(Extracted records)

======

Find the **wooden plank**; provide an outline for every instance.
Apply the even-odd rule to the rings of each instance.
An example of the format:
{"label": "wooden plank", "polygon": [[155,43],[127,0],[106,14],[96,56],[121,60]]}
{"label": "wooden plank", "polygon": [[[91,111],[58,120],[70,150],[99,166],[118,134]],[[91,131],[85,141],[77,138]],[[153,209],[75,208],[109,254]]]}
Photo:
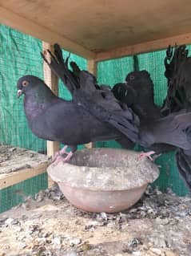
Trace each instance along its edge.
{"label": "wooden plank", "polygon": [[[191,31],[189,0],[6,0],[0,21],[94,59],[101,52]],[[4,9],[2,9],[4,8]]]}
{"label": "wooden plank", "polygon": [[[42,50],[50,50],[51,51],[54,51],[53,46],[51,46],[50,43],[42,42]],[[48,57],[50,58],[50,56]],[[43,67],[44,67],[44,80],[45,83],[49,86],[49,87],[52,90],[52,91],[58,95],[58,79],[57,75],[55,75],[47,65],[46,62],[43,63]],[[47,146],[47,155],[48,156],[54,156],[55,153],[59,151],[60,149],[60,143],[58,141],[47,141],[46,142]],[[48,185],[49,187],[51,187],[54,182],[48,177]]]}
{"label": "wooden plank", "polygon": [[[58,43],[65,50],[72,51],[86,59],[92,59],[95,54],[82,46],[65,38],[58,33],[40,26],[35,22],[22,17],[14,11],[0,6],[0,23],[3,23],[22,33],[32,35],[50,44]],[[45,24],[46,25],[46,24]]]}
{"label": "wooden plank", "polygon": [[24,181],[27,179],[32,178],[33,177],[46,172],[46,168],[49,163],[43,163],[39,165],[38,167],[33,169],[26,169],[15,173],[8,174],[1,174],[0,176],[0,189],[6,189],[13,185]]}
{"label": "wooden plank", "polygon": [[[90,59],[88,61],[88,71],[91,74],[97,76],[97,62],[94,59]],[[93,142],[90,142],[88,144],[85,144],[85,147],[87,148],[91,148],[94,147]]]}
{"label": "wooden plank", "polygon": [[173,36],[170,38],[162,39],[159,40],[149,41],[135,45],[127,46],[125,47],[116,48],[113,50],[99,52],[96,55],[95,61],[103,61],[111,59],[116,59],[134,54],[150,52],[157,50],[167,48],[170,44],[189,44],[191,43],[191,33]]}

======

Copy the records word for word, leaving no picture in the copy.

Find the **wooden plank**; provide an outline for every instance.
Apply the even-odd rule to the rings of each instance.
An example of the format:
{"label": "wooden plank", "polygon": [[155,43],[127,0],[106,14],[96,56],[121,60]]}
{"label": "wooden plank", "polygon": [[[91,111],[58,120],[70,150],[99,166],[118,134]],[[91,131],[85,141],[77,138]],[[153,209],[75,208],[109,254]]]}
Photo:
Trace each instance along its edge.
{"label": "wooden plank", "polygon": [[[191,31],[189,0],[6,0],[0,21],[94,59],[101,52]],[[4,9],[2,9],[4,8]]]}
{"label": "wooden plank", "polygon": [[[42,50],[50,50],[51,51],[54,51],[53,46],[51,46],[50,43],[42,42]],[[48,57],[50,58],[50,56]],[[43,67],[44,67],[44,80],[45,83],[49,86],[49,87],[52,90],[52,91],[58,95],[58,79],[57,75],[55,75],[47,65],[46,62],[43,63]],[[47,146],[47,155],[48,156],[54,156],[55,153],[59,151],[60,149],[60,143],[58,141],[47,141],[46,142]],[[48,185],[49,187],[51,187],[54,182],[48,177]]]}
{"label": "wooden plank", "polygon": [[[58,43],[65,50],[72,51],[86,59],[92,59],[95,54],[82,46],[65,38],[58,33],[40,26],[35,22],[22,17],[14,11],[0,6],[0,23],[3,23],[22,33],[32,35],[50,44]],[[45,24],[46,25],[46,24]]]}
{"label": "wooden plank", "polygon": [[24,181],[27,179],[32,178],[33,177],[46,172],[46,168],[49,163],[43,163],[39,165],[38,167],[33,169],[26,169],[15,173],[8,174],[1,174],[0,176],[0,189],[6,189],[13,185]]}
{"label": "wooden plank", "polygon": [[[90,59],[88,61],[88,71],[91,74],[97,76],[97,62],[94,59]],[[93,142],[90,142],[88,144],[85,144],[85,147],[87,148],[91,148],[94,147]]]}
{"label": "wooden plank", "polygon": [[173,36],[170,38],[162,39],[159,40],[149,41],[135,45],[127,46],[125,47],[116,48],[113,50],[99,52],[96,55],[95,61],[103,61],[111,59],[116,59],[134,54],[150,52],[157,50],[167,48],[170,44],[189,44],[191,43],[191,33]]}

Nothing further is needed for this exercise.